Start of TEXT

In [4]:
import torch
from torch import nn
from torchvision import datasets, transforms
from torch.utils.data import DataLoader
import matplotlib.pyplot as plt
print(torch.__version__)
print("CUDA available?" if torch.cuda.is_available() else "Using CPU")

2.7.1
Using CPU


In [None]:
# Transform: normalize MNIST to [0,1]
#this next line converts the MNIST images to tensors
#and normalizes them to the range [0, 1]
transform = transforms.ToTensor()

# Download MNIST
#train_data is the training set, test_data is the test set
#both are downloaded from the 'data' directory

train_data = datasets.MNIST(root='data', train=True, download=True, transform=transform)
test_data  = datasets.MNIST(root='data', train=False, download=True, transform=transform)

train_loader = DataLoader(train_data, batch_size=64, shuffle=True)
test_loader  = DataLoader(test_data, batch_size=64, shuffle=False)

# Define a simple 2-layer neural net
# this is a feedforward neural network 
model = nn.Sequential(
    nn.Flatten(),# flatten the image to a 1D tensor 28x28 → 784
    nn.Linear(784, 128), # first layer: 784 inputs, 128 outputs
    nn.ReLU(), #activation function that introduces non-linearity
    nn.Linear(128, 10) # second layer: 128 inputs, 10 outputs (one for each digit 0-9)
)

End of TEXT
Start of DATASET ENTRIES

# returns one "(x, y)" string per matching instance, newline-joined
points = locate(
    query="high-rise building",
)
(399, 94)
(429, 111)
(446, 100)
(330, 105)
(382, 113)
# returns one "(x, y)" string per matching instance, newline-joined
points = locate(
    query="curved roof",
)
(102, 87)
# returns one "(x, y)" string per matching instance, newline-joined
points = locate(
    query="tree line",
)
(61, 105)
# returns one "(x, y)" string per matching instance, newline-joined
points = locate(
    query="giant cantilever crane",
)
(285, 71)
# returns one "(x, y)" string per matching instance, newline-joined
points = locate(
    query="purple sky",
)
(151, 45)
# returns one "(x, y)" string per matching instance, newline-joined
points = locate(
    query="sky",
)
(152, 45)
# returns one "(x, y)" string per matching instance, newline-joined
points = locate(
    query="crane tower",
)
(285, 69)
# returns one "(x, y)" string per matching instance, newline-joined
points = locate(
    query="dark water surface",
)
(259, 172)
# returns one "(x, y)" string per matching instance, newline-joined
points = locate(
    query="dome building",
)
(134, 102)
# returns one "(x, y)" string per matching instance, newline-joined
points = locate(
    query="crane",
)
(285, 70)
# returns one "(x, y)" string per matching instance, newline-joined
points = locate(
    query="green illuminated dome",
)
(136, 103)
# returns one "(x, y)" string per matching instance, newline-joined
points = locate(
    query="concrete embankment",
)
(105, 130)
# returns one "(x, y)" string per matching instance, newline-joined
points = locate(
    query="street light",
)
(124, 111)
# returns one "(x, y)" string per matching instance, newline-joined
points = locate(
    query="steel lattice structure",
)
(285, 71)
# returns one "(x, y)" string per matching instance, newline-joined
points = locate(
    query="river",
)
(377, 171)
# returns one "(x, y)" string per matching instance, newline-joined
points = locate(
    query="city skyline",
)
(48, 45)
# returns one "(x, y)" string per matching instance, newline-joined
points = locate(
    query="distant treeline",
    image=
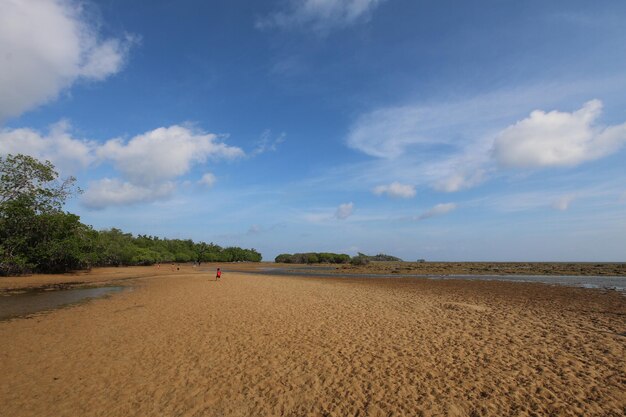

End of DATASET ENTRIES

**REQUESTS**
**1.** What batch size do both data loaders use in the MNIST notebook?
**2.** Please continue the MNIST notebook from where it stops.
The entries play no part in this.

**TASK ANSWERS**
**1.** 64

**2.**
# Loss and optimizer
loss_fn = nn.CrossEntropyLoss() #specifies the loss function 
optimizer = torch.optim.Adam(model.parameters(), lr=1e-3) #defines the optimizer to update the model's parameters

# Training loop
#makes 5 full passes over the training data
#for each epoch, it iterates over the training data, where X are images and y are labels
# loss computes the loss between the predicted outputs and the true labels
# optimizer.zero_grad() resets the gradients to zero before backpropagation
# loss.backward() computes the gradients of the loss with respect to the model parameters
# optimizer.step() updates the model parameters based on the computed gradients
for epoch in range(5):
    for X, y in train_loader:
        pred = model(X)
        loss = loss_fn(pred, y)

        optimizer.zero_grad()
        loss.backward()
        optimizer.step()
    
    print(f"Epoch {epoch+1}: loss = {loss.item():.4f}")

100.0%
100.0%
100.0%
100.0%


Epoch 1: loss = 0.2113
Epoch 2: loss = 0.2457
Epoch 3: loss = 0.0471
Epoch 4: loss = 0.1373
Epoch 5: loss = 0.0351


In [6]:
correct = 0
total = 0

with torch.no_grad():
    for X, y in test_loader:
        pred = model(X)
        predicted = pred.argmax(1)
        correct += (predicted == y).sum().item()
        total += y.size(0)

print(f"Test Accuracy: {correct / total:.2%}")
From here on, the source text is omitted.